**The problem**
Can you find every line in the listing below that contains the word "breath" and copy each one out?

**Materials provided**

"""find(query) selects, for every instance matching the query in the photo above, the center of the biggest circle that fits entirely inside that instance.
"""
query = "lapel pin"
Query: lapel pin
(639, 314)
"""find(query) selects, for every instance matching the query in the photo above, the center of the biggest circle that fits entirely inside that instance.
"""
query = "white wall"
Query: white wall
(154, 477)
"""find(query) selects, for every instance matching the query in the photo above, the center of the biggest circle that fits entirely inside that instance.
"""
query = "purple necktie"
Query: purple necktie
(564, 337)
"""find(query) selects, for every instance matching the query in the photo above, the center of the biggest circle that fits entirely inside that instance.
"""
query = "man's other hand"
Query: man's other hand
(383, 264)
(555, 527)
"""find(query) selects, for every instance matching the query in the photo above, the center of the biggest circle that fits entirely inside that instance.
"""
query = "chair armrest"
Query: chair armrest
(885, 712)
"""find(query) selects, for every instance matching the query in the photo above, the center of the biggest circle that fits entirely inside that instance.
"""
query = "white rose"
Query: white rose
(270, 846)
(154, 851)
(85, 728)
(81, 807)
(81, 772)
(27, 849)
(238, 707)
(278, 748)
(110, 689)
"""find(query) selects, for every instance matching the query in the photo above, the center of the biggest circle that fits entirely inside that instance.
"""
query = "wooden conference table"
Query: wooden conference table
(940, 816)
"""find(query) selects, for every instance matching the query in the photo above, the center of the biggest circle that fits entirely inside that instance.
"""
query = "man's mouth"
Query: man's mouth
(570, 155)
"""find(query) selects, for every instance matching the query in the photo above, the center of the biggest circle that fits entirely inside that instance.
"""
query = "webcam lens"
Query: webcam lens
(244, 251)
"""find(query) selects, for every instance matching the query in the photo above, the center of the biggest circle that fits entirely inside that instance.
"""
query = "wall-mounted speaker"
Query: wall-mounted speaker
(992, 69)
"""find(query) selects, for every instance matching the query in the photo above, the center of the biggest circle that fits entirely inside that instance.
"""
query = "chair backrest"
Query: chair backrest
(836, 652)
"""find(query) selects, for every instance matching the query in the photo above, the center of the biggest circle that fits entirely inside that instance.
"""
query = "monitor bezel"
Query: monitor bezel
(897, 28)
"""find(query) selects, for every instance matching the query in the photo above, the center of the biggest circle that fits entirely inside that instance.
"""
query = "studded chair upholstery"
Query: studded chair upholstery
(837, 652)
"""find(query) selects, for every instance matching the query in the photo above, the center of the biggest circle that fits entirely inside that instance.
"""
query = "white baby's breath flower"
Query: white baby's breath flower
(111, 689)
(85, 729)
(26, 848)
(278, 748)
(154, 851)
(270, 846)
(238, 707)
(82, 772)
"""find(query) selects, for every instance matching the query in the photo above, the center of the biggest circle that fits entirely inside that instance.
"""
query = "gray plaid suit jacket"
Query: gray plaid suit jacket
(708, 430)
...
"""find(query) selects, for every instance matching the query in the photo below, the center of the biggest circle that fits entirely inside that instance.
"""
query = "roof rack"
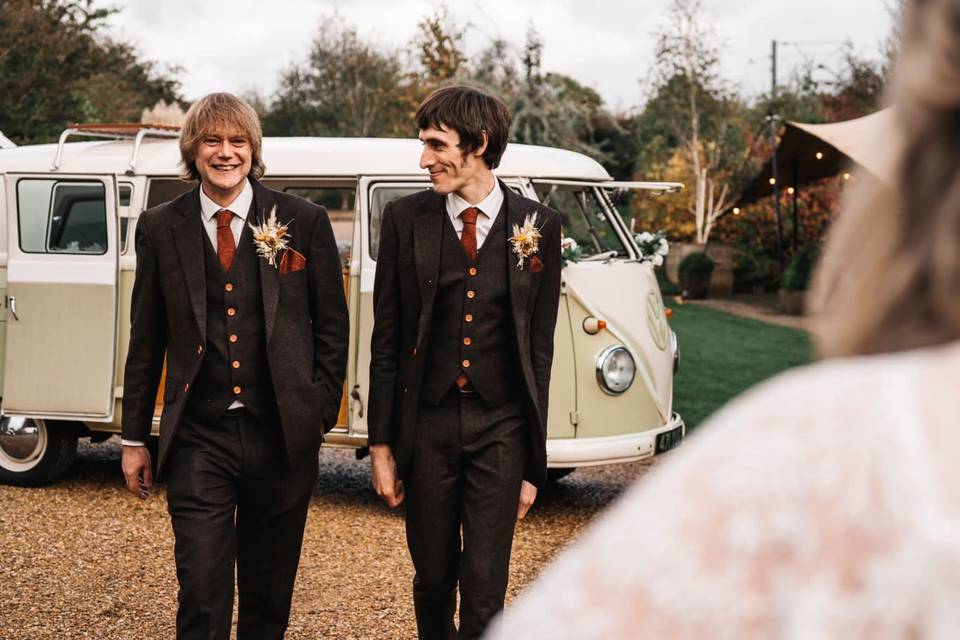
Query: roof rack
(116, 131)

**Exercise output**
query = "white baby's breath flower"
Query: white baby's breath flower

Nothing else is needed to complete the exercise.